> **DIRECTION A**
Please answer these questions using the forum discussion on God and prayer:
(i) In the opening list, what comes directly after "Then Man"?
(ii) How does savagewind answer "Does God make mistakes?"
(iii) Which ancient people first understood the spoken Word as praying?
> **DIRECTION B**
Retype the part of the forum discussion on God and prayer between "I see prayer" and "through proper vocalization.", inclusive.

> **EXCERPT PROVIDED**

Annoyingly Progressive Since 2006
Well, God made Heaven & Earth
Then Man
Then Sin
Then had Man commit Sin
Then sent only Son to Earth in order to violently die for said Sin
So, you tell me . . .
Does God make mistakes?
God didn't create sin. Nor did God make humanity sin.
 

savagewind

Veteran Member
Premium Member
How can we change God's plans through prayer does it mean he made a mistake?
Two subjects here. Does God make mistakes? I think yes.
Subject number two: Does prayer change God's plan? Prayer does not change God's plan but adds to it imho.
 

EtuMalku

Abn Iblis ابن إبليس
Two subjects here. Does God make mistakes? I think yes.
Subject number two: Does prayer change God's plan? Prayer does not change God's plan but adds to it imho.

I see prayer as a "lost" magical art. It has become rote recitations or simple wish-making.
Prayer originally was a process of concentrated visualization, combined with emotional and mental energy, properly grounded to the physical through proper vocalization.

The spoken Word became in essence praying, this was first understood by the ancient Egyptians in the way of Affirmations and made manifest in (Heka) vibrational magic. Efforts were made to align sound with the principles of a cosmic order (natural ordering of the universe) which perhaps could be seen as a LOGOS, the dialog with that part of your Self that has the ability to create any condition you need or desire.
The invocation within a prayer unites our meditative state of consciousness with the power of the Word and our innate force of Will.

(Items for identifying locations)
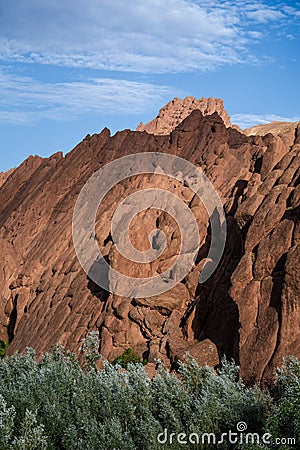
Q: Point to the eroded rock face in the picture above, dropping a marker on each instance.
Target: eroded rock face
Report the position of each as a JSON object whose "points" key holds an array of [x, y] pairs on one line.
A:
{"points": [[5, 175], [172, 114], [248, 309]]}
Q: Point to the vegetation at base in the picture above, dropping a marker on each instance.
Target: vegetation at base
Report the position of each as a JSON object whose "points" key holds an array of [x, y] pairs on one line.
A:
{"points": [[3, 348], [56, 403], [127, 357]]}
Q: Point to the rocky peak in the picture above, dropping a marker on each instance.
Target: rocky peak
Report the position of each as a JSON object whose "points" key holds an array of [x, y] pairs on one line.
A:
{"points": [[172, 114]]}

> **EXPECTED OUTPUT A**
(i) Then Sin
(ii) I think yes.
(iii) The ancient Egyptians

> **EXPECTED OUTPUT B**
I see prayer as a "lost" magical art. It has become rote recitations or simple wish-making.
Prayer originally was a process of concentrated visualization, combined with emotional and mental energy, properly grounded to the physical through proper vocalization.